Text under study:

By GAC=General Artists Corporation (management)/Photographer:Berk Costello, New York City/Mister Kelly's, who sent the photo and release to the press. (eBay item photo front photo back) [Public domain], via Wikimedia Commons

I am fairly certain my first lesson in estate planning came from Richard Pryor.

In 1985, the legendary comic starred in a movie called Brewster's Millions. Pryor played a poor minor league baseball player named Monty Brewster who learns that a great uncle left him his entire $300 million estate on the condition (explained in a video will by the crotchety great uncle between gulps of his oxygen tank) that Brewster spend $30 million in 30 days, with zero assets at end. Hilarity ensues.

The movie is absurd, but I loved it. I imagined what crazy antics I would force upon the recipient of my Atari 2600 if I died.

But that is all I thought estate planning was; deciding who gets your stuff when you die. So I believed for a very long time that estate planning was not something I needed to do, even as a married man. After all, my wife and I did not have much beyond massive student loan debt, bins full of music in obsolete formats, shelves full of movies in obsolete formats, and other items with little value beyond sentimental (photos, yearbooks, Cobi Jones bobblehead, high school cheerleading outfit, etc.)

[Collected data]
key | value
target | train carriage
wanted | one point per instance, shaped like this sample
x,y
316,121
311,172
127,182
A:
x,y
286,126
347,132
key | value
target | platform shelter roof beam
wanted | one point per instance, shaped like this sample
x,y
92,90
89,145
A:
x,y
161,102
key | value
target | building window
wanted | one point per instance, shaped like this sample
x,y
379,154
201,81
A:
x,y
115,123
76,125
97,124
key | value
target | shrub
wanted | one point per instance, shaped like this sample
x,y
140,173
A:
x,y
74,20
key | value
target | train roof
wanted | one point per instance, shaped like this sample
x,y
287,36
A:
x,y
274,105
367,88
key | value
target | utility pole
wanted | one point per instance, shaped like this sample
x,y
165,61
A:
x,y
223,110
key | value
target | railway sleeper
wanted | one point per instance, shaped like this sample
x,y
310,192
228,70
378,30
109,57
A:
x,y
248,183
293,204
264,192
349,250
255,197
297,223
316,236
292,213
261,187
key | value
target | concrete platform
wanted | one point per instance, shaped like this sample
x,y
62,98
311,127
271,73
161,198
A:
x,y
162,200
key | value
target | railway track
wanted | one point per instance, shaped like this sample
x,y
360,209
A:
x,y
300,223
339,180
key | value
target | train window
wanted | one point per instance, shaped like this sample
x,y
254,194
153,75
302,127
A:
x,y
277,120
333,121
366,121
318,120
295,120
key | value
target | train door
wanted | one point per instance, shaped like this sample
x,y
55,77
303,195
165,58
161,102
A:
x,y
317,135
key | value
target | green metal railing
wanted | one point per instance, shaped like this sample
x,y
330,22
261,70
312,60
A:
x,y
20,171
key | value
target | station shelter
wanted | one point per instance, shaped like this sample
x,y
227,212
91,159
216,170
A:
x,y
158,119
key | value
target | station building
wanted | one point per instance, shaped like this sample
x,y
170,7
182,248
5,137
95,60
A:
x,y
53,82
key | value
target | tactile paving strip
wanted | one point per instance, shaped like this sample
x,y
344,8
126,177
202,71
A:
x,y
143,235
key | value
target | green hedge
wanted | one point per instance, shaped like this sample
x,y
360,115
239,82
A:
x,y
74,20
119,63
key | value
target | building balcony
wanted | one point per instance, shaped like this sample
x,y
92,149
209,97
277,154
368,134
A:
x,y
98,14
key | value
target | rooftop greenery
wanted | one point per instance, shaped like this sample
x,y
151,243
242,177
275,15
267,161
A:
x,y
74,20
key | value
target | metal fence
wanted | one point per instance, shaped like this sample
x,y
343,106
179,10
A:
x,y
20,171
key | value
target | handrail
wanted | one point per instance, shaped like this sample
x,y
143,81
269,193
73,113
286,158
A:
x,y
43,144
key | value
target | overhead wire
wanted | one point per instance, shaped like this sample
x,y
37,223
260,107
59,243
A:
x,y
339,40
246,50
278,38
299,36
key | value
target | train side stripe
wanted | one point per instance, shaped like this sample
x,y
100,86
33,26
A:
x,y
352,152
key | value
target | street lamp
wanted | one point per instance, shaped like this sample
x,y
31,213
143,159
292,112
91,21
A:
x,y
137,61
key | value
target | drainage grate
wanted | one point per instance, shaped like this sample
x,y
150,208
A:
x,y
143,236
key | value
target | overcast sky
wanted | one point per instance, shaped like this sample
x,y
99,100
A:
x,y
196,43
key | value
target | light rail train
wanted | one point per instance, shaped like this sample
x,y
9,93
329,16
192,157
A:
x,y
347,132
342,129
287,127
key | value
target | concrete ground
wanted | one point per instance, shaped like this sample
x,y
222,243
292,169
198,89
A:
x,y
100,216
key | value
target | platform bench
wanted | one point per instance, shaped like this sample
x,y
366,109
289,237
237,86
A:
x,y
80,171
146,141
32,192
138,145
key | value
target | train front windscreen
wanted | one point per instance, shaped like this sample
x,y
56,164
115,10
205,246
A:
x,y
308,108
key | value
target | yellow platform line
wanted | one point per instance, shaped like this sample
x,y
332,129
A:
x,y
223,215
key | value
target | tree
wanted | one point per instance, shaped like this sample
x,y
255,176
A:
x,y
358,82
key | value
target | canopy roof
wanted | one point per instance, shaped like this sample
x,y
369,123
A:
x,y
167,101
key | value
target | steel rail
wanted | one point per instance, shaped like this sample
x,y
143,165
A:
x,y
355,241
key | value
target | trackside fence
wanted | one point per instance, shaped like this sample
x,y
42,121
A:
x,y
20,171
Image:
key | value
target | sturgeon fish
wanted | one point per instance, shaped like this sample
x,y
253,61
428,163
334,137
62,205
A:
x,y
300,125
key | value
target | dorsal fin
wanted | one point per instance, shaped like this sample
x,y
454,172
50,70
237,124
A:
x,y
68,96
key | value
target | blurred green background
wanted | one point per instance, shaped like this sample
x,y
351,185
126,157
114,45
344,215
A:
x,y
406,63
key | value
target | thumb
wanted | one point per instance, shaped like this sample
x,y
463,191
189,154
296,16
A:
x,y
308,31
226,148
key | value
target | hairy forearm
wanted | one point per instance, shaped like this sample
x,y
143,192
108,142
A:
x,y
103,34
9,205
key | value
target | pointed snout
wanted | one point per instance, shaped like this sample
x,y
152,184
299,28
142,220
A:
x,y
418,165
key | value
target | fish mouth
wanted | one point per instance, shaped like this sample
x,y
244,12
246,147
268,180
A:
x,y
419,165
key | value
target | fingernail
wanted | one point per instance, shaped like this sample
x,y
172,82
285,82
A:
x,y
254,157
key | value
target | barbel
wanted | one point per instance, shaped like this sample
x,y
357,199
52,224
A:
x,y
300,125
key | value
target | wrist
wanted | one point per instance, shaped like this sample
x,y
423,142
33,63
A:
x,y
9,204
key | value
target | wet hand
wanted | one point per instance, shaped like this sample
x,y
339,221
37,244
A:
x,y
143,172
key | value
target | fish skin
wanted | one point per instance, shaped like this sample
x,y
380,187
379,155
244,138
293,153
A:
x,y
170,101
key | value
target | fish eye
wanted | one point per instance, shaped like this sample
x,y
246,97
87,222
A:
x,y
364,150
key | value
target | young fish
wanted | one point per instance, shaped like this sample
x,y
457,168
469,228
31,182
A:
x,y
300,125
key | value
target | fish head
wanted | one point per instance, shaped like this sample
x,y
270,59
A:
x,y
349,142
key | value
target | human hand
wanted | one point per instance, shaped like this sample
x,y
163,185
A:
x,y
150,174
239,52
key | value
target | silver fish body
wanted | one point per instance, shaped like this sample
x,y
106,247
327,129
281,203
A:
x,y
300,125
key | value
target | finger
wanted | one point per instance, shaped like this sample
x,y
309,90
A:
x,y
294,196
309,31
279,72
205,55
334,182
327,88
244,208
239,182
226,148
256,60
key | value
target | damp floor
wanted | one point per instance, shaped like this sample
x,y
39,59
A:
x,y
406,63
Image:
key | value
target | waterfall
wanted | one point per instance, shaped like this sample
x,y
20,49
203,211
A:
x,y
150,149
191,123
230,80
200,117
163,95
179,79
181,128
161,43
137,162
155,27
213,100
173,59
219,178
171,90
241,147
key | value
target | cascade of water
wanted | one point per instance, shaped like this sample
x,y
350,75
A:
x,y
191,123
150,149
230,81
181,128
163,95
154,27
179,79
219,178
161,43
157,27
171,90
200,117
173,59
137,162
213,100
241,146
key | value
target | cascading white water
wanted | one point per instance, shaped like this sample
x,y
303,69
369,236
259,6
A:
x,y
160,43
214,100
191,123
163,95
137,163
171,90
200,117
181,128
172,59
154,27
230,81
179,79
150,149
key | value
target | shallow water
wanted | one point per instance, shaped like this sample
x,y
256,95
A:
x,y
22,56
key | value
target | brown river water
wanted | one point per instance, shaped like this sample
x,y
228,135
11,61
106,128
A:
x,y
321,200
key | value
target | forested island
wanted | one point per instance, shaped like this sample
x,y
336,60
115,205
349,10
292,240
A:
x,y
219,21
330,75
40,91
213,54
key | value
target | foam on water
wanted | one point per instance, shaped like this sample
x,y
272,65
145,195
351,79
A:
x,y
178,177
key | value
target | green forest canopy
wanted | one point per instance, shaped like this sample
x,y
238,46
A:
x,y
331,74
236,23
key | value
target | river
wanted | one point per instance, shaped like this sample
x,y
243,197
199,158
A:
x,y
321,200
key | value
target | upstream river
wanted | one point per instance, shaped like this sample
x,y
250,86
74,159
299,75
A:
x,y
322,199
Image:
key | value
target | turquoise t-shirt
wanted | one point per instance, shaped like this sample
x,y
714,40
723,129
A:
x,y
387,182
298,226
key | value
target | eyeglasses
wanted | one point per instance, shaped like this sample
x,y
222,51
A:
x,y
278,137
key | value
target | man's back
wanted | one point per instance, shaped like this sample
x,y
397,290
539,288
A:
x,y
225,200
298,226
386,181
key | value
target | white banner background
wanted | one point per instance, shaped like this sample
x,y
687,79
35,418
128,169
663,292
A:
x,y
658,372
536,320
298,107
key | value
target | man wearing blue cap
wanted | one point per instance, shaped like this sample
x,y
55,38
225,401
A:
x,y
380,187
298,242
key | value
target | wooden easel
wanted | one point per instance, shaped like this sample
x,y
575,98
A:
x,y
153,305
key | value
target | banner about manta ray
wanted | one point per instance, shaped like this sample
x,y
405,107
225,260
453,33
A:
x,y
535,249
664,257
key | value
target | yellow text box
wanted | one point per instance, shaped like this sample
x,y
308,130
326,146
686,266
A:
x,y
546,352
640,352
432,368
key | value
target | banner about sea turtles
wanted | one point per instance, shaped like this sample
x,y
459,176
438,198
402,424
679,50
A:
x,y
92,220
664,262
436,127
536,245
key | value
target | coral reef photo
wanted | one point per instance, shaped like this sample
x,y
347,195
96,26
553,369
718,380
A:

Required action: Carry on the estate planning piece from the point where it stops. This data has no connection to the piece on estate planning.

Task result:
In 2013, my wife gave birth to our first child. Thirteen short months later, our second. They are both ridiculously cute and brilliant, just like their mother. Parenting two toddlers is often exhausting and frustrating, but we are good parents. We are present, involved, encouraging, creative, and patient, and we give great thought to what is best for them.

With all of that effort, however, it is easy to forget about big-picture issues. Are we prepared if something goes very wrong? We, like most people, have known tragedy. Tragedy is possible.

What happens if I die? What happens if we both die? Who will take care of our kids? What happens if I am in an accident or get a disease and can no longer make financial or medical decisions? What would it be like for my loved ones if I did not leave them any direction?

Estate planning is making decisions on these types of questions and creating effective legal documents to implement those decisions. Yes, deciding who gets your stuff is a part of that, but, for many people including myself, not the most important part.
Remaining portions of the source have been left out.